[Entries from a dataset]

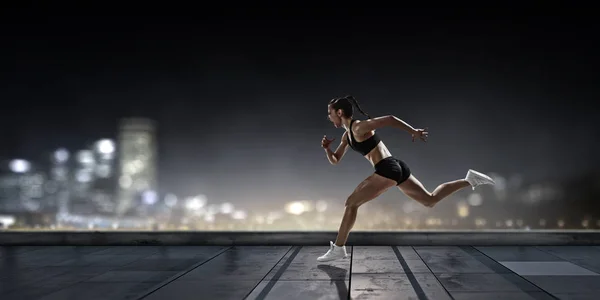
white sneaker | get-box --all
[317,241,348,262]
[465,169,496,190]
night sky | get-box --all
[0,9,600,203]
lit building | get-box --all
[116,118,157,216]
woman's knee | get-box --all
[344,195,362,209]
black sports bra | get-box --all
[348,120,381,156]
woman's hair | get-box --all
[329,95,371,119]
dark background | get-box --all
[0,8,600,207]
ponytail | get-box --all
[344,95,371,119]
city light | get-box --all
[9,159,31,173]
[96,139,115,154]
[54,148,69,164]
[285,201,304,215]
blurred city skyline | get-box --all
[0,12,600,230]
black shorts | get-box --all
[375,156,410,184]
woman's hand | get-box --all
[321,135,335,149]
[412,128,429,143]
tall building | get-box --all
[116,118,157,216]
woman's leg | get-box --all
[317,174,397,262]
[398,170,494,207]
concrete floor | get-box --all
[0,245,600,300]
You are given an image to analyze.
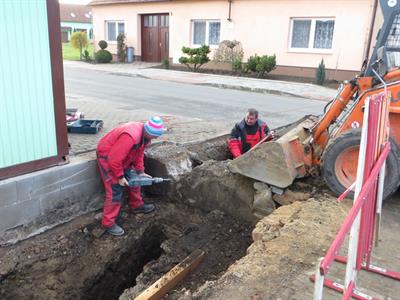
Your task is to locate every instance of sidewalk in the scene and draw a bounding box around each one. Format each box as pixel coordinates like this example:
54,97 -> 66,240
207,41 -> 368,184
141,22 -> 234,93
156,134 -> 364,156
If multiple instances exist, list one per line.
64,61 -> 336,156
66,94 -> 232,158
64,61 -> 336,101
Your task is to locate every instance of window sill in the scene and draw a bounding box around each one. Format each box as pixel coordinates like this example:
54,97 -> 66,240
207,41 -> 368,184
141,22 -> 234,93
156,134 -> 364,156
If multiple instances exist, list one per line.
192,44 -> 218,49
288,48 -> 333,54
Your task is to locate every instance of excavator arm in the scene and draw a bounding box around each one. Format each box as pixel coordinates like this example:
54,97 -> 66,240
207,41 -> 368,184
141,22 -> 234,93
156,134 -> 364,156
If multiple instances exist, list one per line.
229,0 -> 400,192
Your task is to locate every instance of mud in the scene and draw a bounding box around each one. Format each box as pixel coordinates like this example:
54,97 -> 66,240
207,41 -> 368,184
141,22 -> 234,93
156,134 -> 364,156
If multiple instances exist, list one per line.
0,132 -> 372,300
0,200 -> 251,299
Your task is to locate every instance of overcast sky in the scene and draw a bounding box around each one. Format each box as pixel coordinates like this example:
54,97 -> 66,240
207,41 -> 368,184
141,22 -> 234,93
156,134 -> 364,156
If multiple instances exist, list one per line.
58,0 -> 90,4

▶ _Your goal_:
Please retype the lines from the one containing "woman's hair | get-box --all" up to and including the one containing "[0,245,600,300]", with every character unchanged.

▶ _Result for this task_:
woman's hair | get-box --all
[329,95,371,119]
dark background | get-box --all
[0,8,600,207]
ponytail | get-box --all
[344,95,371,119]
city light | get-box --all
[9,159,31,173]
[96,139,115,154]
[54,148,69,164]
[285,201,304,215]
blurred city skyline | get-box --all
[0,12,600,230]
black shorts | get-box --all
[375,156,410,184]
woman's hand | get-box --all
[321,135,335,149]
[412,128,429,143]
tall building | get-box --all
[116,118,157,216]
woman's leg | get-box --all
[317,174,397,262]
[398,170,494,207]
concrete floor | get-box --all
[0,245,600,300]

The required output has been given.